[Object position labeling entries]
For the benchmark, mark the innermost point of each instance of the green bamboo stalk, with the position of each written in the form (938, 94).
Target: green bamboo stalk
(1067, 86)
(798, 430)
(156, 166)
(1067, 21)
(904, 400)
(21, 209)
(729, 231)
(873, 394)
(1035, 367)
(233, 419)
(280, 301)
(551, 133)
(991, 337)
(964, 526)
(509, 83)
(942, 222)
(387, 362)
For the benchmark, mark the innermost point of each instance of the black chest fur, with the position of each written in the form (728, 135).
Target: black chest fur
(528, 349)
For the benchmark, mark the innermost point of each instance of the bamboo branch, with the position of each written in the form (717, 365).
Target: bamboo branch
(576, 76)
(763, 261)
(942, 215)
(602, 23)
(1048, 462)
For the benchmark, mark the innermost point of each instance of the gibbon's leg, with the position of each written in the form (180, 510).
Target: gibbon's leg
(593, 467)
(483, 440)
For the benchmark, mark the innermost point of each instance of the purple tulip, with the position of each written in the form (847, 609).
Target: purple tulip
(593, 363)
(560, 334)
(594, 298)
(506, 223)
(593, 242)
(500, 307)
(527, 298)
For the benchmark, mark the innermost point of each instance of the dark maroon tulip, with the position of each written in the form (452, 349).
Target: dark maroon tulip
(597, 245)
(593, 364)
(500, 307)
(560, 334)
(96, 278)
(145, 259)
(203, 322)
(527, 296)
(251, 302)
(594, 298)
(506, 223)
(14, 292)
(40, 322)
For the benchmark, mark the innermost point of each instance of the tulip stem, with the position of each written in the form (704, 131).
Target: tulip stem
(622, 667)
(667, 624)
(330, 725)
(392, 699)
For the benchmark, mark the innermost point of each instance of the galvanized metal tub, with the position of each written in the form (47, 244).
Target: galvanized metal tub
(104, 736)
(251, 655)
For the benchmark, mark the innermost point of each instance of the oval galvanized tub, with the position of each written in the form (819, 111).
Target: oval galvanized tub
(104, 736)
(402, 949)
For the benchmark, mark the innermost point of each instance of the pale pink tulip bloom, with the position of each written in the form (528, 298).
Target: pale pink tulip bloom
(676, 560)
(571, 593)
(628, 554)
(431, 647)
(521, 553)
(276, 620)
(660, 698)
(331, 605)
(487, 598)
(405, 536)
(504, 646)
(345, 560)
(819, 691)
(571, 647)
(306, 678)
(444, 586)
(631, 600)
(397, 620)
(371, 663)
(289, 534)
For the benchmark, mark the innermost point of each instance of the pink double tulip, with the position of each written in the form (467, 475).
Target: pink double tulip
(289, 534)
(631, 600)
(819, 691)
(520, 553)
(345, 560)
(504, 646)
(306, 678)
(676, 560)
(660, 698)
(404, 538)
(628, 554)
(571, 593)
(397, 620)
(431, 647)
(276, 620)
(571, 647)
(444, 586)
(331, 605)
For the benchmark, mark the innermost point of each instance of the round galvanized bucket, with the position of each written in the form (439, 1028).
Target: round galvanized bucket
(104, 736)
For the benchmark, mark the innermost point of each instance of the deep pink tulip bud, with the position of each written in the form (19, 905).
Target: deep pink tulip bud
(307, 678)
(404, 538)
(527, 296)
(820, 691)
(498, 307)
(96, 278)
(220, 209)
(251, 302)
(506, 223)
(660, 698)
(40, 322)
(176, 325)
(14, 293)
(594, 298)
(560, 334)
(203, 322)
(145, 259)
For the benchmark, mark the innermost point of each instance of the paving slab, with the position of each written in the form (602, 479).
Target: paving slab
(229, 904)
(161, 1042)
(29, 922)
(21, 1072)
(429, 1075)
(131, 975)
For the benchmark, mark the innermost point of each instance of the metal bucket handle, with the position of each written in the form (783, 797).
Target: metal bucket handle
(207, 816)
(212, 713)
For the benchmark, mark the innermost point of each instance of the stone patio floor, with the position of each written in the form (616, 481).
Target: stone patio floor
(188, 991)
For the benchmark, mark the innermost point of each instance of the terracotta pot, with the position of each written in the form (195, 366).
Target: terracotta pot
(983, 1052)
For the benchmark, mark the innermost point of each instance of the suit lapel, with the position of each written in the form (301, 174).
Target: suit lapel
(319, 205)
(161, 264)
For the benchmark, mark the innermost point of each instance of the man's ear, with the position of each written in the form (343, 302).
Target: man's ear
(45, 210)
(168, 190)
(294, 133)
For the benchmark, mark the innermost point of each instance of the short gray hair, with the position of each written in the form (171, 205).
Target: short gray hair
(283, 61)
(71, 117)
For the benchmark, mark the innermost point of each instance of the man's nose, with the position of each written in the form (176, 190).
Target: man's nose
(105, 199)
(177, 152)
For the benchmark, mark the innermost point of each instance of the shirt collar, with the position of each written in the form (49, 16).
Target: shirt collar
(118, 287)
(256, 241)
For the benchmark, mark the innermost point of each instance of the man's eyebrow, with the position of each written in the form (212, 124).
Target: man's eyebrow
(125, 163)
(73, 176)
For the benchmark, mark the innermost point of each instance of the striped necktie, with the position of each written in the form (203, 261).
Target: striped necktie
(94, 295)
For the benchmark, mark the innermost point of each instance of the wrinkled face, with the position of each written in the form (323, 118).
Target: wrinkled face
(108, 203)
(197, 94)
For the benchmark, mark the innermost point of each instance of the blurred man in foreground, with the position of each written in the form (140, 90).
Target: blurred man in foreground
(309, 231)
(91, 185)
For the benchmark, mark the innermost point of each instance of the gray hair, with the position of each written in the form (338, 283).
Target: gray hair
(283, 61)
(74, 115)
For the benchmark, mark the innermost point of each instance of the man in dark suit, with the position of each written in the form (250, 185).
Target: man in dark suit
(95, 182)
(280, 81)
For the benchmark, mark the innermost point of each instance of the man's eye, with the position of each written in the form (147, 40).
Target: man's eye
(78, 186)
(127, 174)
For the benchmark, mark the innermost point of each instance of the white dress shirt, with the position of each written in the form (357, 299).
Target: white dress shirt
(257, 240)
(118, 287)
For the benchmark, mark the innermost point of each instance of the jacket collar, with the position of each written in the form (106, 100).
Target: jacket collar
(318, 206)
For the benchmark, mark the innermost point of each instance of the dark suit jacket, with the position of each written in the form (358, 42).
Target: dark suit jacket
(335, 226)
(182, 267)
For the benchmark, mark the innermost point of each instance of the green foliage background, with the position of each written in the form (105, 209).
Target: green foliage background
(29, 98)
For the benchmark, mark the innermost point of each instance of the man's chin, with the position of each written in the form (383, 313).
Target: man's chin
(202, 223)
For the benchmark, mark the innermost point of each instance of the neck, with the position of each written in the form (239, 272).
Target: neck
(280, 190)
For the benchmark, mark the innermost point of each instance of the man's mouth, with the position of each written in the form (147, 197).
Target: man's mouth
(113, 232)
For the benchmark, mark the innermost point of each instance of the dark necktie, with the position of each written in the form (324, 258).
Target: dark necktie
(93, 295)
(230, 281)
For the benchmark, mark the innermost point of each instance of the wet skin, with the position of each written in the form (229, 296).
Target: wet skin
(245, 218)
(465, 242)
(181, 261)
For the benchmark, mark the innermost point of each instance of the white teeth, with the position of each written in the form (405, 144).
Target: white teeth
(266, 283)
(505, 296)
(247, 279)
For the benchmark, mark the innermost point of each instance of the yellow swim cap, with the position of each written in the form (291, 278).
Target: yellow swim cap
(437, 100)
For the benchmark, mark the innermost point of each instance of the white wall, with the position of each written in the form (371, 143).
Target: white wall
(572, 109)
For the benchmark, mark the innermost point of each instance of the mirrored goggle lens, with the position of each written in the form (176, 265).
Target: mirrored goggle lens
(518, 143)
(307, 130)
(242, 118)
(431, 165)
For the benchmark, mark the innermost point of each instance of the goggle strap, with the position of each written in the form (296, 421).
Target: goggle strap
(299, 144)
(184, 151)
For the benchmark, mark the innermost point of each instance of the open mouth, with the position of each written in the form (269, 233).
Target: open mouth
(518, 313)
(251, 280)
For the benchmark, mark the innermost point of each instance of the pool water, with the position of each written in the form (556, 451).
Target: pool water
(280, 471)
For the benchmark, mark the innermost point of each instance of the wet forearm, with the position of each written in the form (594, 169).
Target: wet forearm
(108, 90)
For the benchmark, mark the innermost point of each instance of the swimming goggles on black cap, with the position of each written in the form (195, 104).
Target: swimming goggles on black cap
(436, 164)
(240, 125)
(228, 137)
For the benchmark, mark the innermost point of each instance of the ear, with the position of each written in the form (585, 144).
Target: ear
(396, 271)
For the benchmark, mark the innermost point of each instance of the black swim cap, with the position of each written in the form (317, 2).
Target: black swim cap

■ EXERCISE OBJECTIVE:
Swap "wet forearm" for "damp forearm" in the stretch of the material from the line containing "form (176, 265)." through its end, and give those lines again with everything else unchanged.

■ FINISHED EXERCISE:
For the benchmark, mark the innermost point of each instance of the mirrored goggle lens, with the position of each written in the form (176, 265).
Target: mirrored goggle lens
(518, 143)
(307, 130)
(242, 118)
(431, 165)
For the benchmark, mark the innermost point of each instance of the goggle strap, with the position of each written in the form (296, 421).
Target: goggle strap
(299, 144)
(184, 151)
For the benchmark, mark the innermost point of each instance of the open mouth, with the position of each written in the form (269, 233).
Target: open mouth
(518, 313)
(251, 280)
For the benchmark, mark the innermost point of each instance of the pool water, with the position of each written in the form (556, 451).
Target: pool water
(280, 471)
For the benchmark, mark the innermost point of each instance of the damp forearm, with the position of each written in the form (594, 169).
Target: damp forearm
(108, 90)
For the benchmark, mark the innermost point of each instance of the swimming goggles on black cap, with the position of each written in the form (195, 104).
Target: swimming goggles on black cap
(436, 164)
(240, 125)
(228, 137)
For the benchmark, mark the innermost point of each instance of the ear, with the position of each written in the form (585, 144).
Target: ear
(396, 271)
For the benchmark, mark the innermost point of each instance of the black swim cap, with the position of each written in the form (317, 2).
Target: black swim cap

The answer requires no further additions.